Required work — List every line that contains the word "hillside", matching case.
----- Extracted records -----
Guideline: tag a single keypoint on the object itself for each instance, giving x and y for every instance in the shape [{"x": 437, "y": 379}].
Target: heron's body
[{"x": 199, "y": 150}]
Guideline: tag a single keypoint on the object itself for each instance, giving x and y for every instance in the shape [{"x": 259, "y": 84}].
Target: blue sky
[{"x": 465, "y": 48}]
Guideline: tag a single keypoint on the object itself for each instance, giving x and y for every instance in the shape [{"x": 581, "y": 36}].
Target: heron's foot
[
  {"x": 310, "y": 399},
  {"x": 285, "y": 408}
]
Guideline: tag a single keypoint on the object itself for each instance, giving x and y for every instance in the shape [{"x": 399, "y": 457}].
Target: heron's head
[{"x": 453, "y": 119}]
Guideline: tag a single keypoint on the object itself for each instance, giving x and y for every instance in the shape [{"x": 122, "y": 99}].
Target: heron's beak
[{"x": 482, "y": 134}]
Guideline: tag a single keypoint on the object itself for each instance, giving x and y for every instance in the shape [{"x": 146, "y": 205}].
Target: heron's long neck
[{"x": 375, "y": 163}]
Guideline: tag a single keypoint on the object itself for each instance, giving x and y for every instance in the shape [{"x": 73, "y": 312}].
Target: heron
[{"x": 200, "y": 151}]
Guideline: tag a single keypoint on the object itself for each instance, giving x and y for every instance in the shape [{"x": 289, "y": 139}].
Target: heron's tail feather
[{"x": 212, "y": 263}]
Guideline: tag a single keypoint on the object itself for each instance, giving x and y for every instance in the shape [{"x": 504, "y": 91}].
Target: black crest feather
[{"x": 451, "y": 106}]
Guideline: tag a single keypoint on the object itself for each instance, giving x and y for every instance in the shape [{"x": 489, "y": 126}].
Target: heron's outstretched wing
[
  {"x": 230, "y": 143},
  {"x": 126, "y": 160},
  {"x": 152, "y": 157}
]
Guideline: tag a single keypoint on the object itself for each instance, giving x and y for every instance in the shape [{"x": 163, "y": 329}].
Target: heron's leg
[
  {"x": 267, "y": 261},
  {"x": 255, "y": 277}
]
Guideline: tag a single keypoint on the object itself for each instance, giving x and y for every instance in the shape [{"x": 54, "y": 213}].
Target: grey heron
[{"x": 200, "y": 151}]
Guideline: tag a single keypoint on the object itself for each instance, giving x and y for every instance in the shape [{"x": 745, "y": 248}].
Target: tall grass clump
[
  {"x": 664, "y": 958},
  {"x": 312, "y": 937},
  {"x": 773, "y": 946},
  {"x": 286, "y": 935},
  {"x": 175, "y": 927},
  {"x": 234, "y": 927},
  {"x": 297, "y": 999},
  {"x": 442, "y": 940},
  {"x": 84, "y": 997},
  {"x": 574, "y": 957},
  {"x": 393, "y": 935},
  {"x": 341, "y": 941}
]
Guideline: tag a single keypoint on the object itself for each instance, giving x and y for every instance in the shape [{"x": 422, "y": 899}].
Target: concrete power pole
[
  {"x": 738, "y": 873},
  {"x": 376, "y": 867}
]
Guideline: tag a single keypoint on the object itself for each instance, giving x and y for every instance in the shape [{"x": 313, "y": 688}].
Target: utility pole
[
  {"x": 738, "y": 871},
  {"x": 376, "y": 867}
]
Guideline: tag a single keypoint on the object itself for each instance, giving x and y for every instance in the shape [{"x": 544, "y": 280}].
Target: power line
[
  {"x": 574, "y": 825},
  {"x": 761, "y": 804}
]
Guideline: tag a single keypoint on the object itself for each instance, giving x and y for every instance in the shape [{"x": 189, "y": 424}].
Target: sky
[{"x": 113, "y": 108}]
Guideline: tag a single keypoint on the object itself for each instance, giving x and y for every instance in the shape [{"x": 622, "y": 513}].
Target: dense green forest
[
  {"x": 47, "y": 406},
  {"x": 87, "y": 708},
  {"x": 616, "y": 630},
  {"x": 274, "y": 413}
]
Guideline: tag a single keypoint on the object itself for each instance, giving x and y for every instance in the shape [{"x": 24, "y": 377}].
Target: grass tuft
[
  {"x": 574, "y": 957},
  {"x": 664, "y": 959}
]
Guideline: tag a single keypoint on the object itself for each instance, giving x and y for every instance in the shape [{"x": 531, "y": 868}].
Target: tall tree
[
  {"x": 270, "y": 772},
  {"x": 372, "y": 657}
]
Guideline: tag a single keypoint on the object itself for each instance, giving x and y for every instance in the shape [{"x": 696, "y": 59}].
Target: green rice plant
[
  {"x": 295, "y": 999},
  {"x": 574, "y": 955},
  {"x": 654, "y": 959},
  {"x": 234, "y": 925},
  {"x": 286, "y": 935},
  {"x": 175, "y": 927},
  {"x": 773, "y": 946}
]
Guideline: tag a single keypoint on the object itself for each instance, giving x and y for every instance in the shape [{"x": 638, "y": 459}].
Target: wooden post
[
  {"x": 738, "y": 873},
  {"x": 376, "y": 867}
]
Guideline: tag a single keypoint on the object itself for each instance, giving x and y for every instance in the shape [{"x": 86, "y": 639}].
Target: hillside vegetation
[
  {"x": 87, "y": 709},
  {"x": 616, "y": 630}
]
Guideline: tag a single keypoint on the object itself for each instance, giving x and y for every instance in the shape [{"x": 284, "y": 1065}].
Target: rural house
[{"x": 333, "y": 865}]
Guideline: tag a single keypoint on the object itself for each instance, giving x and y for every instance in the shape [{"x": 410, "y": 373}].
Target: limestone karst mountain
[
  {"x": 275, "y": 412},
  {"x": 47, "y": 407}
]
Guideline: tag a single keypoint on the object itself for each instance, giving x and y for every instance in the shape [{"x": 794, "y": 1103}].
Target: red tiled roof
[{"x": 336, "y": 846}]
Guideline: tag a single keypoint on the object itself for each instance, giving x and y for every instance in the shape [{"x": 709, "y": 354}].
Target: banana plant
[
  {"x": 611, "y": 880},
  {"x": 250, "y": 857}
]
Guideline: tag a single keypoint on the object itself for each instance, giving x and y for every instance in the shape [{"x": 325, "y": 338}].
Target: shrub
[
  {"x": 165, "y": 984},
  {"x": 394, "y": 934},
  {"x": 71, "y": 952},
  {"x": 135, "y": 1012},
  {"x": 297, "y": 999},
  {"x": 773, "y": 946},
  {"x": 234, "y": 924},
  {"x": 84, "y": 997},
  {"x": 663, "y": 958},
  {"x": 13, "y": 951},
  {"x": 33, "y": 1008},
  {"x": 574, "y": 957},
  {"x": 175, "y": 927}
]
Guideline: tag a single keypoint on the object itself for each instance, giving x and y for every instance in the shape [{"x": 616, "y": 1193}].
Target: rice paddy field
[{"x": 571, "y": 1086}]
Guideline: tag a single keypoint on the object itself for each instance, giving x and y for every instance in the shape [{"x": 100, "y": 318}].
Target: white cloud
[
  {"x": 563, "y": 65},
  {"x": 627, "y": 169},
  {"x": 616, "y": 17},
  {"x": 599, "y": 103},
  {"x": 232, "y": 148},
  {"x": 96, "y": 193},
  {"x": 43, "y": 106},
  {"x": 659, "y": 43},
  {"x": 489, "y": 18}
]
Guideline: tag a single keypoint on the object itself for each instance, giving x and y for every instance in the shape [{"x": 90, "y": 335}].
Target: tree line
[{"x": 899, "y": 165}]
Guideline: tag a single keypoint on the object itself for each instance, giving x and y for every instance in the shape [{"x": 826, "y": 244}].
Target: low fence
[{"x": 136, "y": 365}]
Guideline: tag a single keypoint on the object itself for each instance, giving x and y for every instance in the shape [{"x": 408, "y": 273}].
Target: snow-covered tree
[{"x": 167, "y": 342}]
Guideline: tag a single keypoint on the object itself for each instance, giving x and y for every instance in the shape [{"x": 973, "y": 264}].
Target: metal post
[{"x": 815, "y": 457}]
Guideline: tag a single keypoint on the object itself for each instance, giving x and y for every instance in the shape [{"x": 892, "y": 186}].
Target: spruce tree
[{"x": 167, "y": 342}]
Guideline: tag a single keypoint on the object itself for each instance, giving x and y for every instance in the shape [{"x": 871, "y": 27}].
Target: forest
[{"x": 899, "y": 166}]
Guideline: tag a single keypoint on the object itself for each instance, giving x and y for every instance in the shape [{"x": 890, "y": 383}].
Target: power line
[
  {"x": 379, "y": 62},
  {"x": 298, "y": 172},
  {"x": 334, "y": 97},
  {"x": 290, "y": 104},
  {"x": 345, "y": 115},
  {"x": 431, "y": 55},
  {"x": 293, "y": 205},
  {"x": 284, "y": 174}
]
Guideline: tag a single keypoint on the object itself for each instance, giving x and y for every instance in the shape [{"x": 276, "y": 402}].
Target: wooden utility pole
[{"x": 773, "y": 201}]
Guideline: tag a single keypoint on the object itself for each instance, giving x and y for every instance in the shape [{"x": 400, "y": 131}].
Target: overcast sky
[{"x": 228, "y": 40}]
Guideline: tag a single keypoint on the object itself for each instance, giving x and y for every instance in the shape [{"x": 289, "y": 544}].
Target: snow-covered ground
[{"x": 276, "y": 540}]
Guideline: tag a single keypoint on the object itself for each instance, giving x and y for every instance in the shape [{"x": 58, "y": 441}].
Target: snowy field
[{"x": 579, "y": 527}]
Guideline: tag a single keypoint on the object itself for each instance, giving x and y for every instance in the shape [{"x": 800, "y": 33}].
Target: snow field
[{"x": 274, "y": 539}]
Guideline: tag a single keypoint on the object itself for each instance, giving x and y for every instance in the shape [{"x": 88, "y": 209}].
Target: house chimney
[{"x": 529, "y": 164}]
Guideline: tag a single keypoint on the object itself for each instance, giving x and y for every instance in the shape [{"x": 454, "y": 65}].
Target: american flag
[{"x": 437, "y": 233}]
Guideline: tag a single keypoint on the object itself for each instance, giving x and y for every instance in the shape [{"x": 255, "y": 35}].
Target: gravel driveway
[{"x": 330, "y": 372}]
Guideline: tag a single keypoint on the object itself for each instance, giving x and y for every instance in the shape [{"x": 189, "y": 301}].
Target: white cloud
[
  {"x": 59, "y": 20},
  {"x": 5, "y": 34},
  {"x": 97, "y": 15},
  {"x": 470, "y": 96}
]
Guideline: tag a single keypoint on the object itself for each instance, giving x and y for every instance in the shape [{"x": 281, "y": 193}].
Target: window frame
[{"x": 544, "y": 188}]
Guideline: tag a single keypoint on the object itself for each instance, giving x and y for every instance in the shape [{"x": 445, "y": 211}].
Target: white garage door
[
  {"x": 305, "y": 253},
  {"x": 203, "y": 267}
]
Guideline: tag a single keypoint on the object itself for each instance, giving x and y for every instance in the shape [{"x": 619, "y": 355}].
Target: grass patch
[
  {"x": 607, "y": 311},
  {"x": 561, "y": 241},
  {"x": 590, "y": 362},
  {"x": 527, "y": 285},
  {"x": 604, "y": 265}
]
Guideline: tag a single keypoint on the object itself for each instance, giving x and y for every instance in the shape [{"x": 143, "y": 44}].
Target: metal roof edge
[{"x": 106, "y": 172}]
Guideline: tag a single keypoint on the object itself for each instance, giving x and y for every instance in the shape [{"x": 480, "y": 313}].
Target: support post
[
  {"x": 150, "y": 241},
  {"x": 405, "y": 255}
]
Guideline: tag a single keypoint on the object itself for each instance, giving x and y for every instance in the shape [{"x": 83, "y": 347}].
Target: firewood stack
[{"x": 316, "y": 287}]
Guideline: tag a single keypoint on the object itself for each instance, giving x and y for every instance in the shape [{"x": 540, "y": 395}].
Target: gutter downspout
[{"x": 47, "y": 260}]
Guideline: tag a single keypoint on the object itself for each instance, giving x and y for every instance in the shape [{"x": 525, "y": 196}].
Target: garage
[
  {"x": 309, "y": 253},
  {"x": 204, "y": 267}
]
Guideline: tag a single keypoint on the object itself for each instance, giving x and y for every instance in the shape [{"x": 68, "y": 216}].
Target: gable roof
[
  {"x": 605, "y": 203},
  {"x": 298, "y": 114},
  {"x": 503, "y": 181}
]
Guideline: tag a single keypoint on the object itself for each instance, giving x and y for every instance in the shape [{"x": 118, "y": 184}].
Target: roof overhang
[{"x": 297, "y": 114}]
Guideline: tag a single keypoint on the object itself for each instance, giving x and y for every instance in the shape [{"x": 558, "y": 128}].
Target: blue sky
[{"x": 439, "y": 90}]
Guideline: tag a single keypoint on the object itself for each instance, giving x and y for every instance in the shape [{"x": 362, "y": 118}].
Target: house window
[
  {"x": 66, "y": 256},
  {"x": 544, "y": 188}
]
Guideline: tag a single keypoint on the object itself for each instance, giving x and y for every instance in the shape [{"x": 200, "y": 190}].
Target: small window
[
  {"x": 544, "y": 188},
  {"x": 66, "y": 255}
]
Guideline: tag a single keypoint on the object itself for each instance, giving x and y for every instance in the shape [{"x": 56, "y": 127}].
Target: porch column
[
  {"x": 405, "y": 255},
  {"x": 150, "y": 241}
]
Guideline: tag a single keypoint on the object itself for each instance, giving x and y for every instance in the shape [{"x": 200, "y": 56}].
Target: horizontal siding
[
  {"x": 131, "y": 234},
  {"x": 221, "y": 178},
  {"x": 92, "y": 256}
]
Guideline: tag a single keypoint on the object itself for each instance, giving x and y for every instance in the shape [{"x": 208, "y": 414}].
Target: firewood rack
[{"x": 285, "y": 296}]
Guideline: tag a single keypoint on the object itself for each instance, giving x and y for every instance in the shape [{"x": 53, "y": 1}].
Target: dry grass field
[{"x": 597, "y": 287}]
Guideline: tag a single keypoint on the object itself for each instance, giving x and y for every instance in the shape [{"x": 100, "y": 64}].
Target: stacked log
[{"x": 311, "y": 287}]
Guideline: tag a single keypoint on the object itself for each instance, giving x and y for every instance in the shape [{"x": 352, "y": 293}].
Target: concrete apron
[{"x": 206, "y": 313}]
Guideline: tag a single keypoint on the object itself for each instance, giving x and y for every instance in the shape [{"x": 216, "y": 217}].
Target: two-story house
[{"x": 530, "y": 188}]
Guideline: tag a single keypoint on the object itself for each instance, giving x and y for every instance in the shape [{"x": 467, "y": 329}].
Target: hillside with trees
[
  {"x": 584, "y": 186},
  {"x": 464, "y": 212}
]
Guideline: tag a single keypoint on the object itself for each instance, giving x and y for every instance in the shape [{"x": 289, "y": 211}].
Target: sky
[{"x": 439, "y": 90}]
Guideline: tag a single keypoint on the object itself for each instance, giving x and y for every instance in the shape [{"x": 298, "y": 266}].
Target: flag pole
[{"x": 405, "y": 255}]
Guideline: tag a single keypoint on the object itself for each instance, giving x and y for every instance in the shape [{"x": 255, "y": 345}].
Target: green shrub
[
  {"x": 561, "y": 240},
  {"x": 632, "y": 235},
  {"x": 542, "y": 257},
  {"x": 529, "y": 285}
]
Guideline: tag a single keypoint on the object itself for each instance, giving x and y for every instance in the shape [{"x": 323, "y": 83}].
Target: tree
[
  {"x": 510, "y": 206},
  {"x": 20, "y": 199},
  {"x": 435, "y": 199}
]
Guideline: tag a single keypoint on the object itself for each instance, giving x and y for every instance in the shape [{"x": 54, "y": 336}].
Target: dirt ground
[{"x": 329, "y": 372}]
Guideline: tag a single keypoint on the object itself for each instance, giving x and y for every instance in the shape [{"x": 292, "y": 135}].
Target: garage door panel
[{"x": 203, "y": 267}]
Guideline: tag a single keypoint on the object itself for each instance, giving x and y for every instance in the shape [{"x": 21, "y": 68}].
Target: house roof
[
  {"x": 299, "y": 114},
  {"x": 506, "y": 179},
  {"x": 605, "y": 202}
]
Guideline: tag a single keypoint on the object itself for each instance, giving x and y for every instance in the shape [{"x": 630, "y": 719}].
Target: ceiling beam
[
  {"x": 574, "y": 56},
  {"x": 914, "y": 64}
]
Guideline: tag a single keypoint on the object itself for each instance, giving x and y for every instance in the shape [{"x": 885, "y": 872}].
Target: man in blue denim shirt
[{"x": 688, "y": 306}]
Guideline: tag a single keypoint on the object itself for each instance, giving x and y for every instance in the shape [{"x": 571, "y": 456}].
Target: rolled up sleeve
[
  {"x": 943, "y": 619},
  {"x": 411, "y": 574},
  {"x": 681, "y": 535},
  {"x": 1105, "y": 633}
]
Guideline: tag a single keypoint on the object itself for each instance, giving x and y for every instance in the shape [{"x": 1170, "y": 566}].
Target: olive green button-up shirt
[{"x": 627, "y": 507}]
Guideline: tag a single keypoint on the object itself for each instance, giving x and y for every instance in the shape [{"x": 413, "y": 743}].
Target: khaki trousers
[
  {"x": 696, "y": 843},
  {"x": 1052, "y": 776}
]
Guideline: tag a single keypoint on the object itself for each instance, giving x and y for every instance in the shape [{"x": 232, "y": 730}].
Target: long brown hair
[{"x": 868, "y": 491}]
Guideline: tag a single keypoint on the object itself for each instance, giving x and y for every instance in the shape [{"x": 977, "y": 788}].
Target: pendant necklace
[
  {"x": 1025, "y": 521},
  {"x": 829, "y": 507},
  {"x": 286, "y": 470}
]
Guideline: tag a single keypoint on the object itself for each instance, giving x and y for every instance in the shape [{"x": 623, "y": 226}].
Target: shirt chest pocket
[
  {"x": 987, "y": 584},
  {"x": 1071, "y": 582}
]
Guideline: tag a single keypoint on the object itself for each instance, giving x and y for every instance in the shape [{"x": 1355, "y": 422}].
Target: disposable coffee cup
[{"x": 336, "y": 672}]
-----
Task solution —
Target: hillside vegetation
Target: hillside with trees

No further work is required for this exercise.